With contributions by John Hutchins, Juliane House, Mona Baker, Brian Harris, Mª Teresa Cabré y Adelina Adelstain, Roda P. Roberts, Aquilino Sánchez y Moisés Lamela, Belén López, Beatriz Méndez, José Mª Bravo, Raquel Merino, José Miguel Santamaría, Julio César Santoyo, Hugo Marquant, Mar San Miguel, Larry W. Belcher y Martín J. Fernández. Valladolid. Universidad de Valladolid, pp. 392. ISBN: 0-85312-788-3. 15.03 €.

A New Spectrum of Translation Studies, edited by J.M. Bravo Gozalo (University of Valladolid, Spain), provides a broad and deep coverage of various aspects of translation and translation related issues, ranging from specialized lexicography to machine translation. The content varies from theoretical topics, some of which have broad pedagogical implications, to studies of comparative or methodological interest or reports of empirical qualitative and quantitative research. The contributions are organized around different themes such as lexicography and terminology, computer-based translation, applied linguistics, specialised translation, literary translation and film studies.

Hutchins' contribution offers a state-of-the art review of machine and computer-assisted translation. The article covers the currently available systems, from the user's point of view; from wholly automatic systems to aids for human translators.

Roberts', Sanchez and Almela's and Cabré and Adelstein's contributions focus on specialised lexicography. In 'Terms in General Dictionaries', Roberts attempts to develop guidelines to improve the coverage of technical terms by monolingual and bilingual general dictionaries. On the other hand, Sanchez and Almela's work deals with the problems of polysemy in lexicography and, particularly of sense discrimination in monolingual dictionaries. Finally in this branch, Cabré and Adelstein's research shows empirically how the organization of semantic information in lexical units accounts for specialized meanings.

» STATED PROBLEM A: In the book review, who edited A New Spectrum of Translation Studies?

» DATA IN THIS EXERCISE:

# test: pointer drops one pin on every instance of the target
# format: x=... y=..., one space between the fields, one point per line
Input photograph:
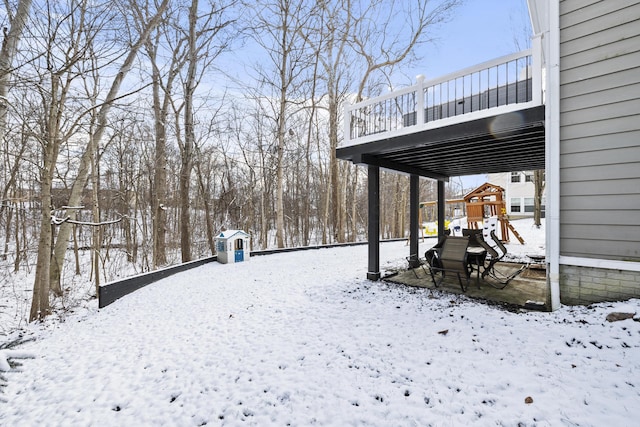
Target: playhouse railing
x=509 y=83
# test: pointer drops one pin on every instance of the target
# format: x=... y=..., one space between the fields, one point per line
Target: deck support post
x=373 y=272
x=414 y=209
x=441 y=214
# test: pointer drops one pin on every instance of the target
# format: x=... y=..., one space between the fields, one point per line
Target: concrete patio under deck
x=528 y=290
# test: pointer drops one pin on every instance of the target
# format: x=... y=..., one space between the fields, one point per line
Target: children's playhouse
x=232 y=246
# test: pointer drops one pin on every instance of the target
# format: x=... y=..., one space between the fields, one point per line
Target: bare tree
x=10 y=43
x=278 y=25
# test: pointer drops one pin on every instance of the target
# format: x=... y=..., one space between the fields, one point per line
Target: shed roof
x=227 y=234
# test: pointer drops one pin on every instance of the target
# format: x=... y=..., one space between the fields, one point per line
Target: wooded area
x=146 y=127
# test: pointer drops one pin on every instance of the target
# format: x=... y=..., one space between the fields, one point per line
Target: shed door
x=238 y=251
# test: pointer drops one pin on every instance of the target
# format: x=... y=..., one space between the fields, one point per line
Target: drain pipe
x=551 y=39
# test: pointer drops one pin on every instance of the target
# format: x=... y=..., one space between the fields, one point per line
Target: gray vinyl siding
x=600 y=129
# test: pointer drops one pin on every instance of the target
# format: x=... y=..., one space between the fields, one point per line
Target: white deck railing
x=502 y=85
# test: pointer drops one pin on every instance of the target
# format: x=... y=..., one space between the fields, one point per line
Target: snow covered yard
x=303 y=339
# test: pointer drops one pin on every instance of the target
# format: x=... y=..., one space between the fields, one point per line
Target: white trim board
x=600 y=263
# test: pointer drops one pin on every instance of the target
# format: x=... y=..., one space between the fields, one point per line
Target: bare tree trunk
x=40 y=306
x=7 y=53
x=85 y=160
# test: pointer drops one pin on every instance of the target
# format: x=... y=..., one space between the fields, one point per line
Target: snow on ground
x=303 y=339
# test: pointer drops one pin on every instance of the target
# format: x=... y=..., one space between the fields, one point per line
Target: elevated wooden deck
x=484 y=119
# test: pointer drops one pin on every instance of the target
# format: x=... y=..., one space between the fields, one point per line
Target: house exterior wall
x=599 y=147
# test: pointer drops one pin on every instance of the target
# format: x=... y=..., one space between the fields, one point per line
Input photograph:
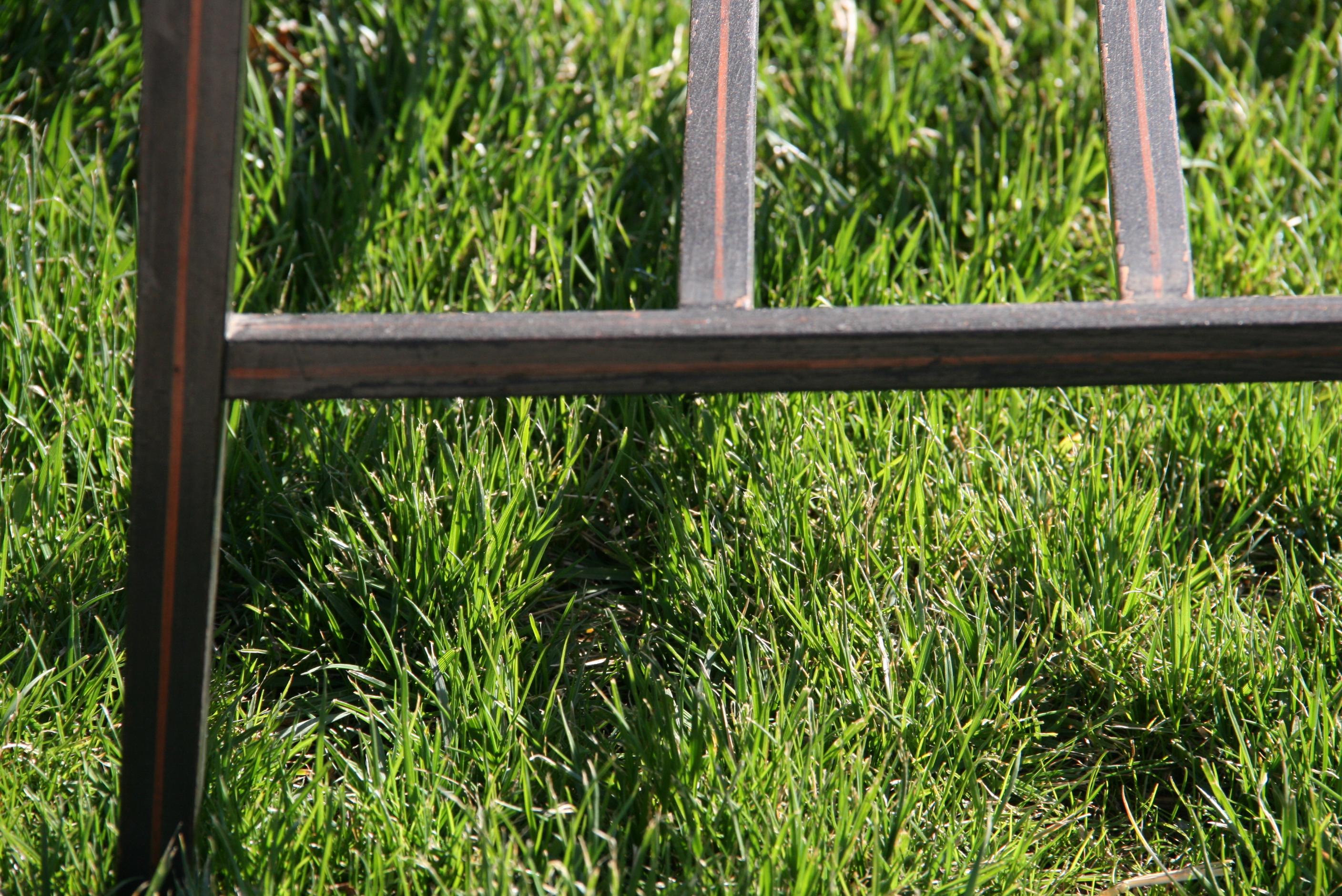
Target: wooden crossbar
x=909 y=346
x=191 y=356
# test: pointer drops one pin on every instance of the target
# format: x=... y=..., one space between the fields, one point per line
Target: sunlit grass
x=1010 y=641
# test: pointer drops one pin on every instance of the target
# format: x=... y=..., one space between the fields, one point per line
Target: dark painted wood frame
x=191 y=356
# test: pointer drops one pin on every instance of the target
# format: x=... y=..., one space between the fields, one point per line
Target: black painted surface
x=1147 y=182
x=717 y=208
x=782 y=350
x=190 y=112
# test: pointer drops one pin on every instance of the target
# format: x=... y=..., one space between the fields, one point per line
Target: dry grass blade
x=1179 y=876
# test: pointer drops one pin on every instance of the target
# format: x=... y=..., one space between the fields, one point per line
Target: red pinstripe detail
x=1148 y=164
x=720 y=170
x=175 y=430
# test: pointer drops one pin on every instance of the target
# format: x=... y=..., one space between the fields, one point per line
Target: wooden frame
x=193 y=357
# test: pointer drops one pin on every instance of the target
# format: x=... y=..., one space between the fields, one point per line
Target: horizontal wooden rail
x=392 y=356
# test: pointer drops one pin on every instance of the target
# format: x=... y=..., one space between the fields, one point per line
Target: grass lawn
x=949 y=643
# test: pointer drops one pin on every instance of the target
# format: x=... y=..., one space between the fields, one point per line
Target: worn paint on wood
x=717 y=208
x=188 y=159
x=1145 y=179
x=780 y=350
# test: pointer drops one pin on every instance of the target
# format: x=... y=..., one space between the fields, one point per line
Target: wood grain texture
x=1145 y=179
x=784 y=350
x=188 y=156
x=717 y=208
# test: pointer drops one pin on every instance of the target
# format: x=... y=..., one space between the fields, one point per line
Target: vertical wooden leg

» STATED PROBLEM B: Turn the records, from their first line through the line containing "x=227 y=234", into a JSON list of strings with one string per line, skipping blank lines. Leave the pictures out.

» WRITTEN REPLY A: J.M. Bravo Gozalo of the University of Valladolid, Spain.

» WRITTEN REPLY B:
[
  "# test: pointer drops one pin on every instance of the target",
  "# format: x=... y=..., one space between the fields, one point per line",
  "Input photograph:",
  "Target: playhouse railing",
  "x=509 y=83",
  "# test: pointer drops one pin on every instance of the target",
  "# format: x=... y=..., one space between the fields, one point per line",
  "Target: deck support post",
  "x=373 y=272",
  "x=414 y=209",
  "x=441 y=214",
  "# test: pointer drops one pin on every instance of the target",
  "# format: x=... y=..., one space between the fields, one point per line",
  "Target: concrete patio under deck",
  "x=528 y=290",
  "# test: pointer drops one pin on every instance of the target",
  "# format: x=... y=..., one space between the fields, one point per line",
  "Target: children's playhouse",
  "x=232 y=246",
  "# test: pointer drops one pin on every instance of the target",
  "# format: x=... y=..., one space between the fields, one point per line",
  "Target: bare tree",
  "x=10 y=43",
  "x=278 y=25",
  "# test: pointer drops one pin on every instance of the target",
  "# format: x=... y=..., one space between the fields, one point per line",
  "Target: shed roof",
  "x=227 y=234"
]